PROBLEM TO SOLVE →
Where the material below has a line containing "hole_handling: even-odd rule, per instance", start repeating exactly, and keep going through the line containing "Now the yellowing", with no other lines.

[Opening THE RECORDS section]

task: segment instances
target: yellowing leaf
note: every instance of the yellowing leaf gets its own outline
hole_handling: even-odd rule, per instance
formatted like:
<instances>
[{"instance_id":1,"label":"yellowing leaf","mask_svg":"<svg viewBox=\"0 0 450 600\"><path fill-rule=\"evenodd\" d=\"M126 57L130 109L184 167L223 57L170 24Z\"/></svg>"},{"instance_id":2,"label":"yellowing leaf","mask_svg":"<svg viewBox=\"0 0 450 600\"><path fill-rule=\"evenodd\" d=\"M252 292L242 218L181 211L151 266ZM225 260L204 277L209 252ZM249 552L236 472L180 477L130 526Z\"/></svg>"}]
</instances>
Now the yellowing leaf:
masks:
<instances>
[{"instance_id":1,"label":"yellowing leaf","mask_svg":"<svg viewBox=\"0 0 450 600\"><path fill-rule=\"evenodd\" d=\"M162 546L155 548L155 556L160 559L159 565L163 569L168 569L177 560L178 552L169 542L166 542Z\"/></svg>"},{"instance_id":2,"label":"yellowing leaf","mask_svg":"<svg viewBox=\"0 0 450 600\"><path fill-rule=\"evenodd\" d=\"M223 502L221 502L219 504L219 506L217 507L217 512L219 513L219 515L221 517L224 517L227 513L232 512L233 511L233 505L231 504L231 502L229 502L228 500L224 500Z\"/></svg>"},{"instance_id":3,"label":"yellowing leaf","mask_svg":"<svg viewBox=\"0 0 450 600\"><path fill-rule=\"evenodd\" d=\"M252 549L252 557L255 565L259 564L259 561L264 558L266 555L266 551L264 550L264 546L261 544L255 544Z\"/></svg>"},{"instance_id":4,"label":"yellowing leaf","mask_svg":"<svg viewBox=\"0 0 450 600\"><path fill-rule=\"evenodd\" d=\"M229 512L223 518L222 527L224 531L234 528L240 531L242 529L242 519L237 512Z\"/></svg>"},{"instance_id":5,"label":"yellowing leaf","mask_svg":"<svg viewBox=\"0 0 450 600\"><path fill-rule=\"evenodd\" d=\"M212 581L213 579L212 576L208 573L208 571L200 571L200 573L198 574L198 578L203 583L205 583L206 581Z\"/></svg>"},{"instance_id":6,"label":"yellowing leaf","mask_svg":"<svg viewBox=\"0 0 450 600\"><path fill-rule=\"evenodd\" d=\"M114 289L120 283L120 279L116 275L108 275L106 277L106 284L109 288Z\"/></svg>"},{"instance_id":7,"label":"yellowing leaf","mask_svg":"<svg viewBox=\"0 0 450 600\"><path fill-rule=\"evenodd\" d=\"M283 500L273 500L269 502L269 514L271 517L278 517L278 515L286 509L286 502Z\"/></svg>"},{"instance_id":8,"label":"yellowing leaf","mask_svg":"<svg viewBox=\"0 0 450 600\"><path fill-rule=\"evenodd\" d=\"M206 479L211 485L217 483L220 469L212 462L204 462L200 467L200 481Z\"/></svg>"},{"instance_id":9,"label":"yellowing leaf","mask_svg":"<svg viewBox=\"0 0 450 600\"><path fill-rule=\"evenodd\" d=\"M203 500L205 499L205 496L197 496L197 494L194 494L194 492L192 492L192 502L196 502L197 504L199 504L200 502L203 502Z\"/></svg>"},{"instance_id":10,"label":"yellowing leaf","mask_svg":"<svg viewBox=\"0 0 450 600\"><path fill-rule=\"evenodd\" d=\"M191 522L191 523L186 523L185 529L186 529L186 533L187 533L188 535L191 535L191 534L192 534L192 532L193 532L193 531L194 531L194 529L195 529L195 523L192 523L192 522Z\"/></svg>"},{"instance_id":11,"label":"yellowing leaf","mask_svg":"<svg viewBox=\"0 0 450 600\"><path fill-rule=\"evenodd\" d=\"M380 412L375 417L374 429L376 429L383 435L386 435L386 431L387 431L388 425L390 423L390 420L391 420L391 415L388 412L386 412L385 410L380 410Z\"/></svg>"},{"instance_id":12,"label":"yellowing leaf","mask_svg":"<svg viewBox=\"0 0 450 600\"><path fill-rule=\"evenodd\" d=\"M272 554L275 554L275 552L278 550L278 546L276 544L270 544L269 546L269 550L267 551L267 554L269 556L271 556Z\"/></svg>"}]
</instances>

[Closing THE RECORDS section]

ANSWER SECTION →
hole_handling: even-odd rule, per instance
formatted like:
<instances>
[{"instance_id":1,"label":"yellowing leaf","mask_svg":"<svg viewBox=\"0 0 450 600\"><path fill-rule=\"evenodd\" d=\"M126 57L130 109L184 167L223 57L170 24Z\"/></svg>"},{"instance_id":2,"label":"yellowing leaf","mask_svg":"<svg viewBox=\"0 0 450 600\"><path fill-rule=\"evenodd\" d=\"M252 292L242 218L181 211L151 266ZM225 260L204 277L209 252ZM249 552L236 472L180 477L130 526Z\"/></svg>"}]
</instances>
Now the yellowing leaf:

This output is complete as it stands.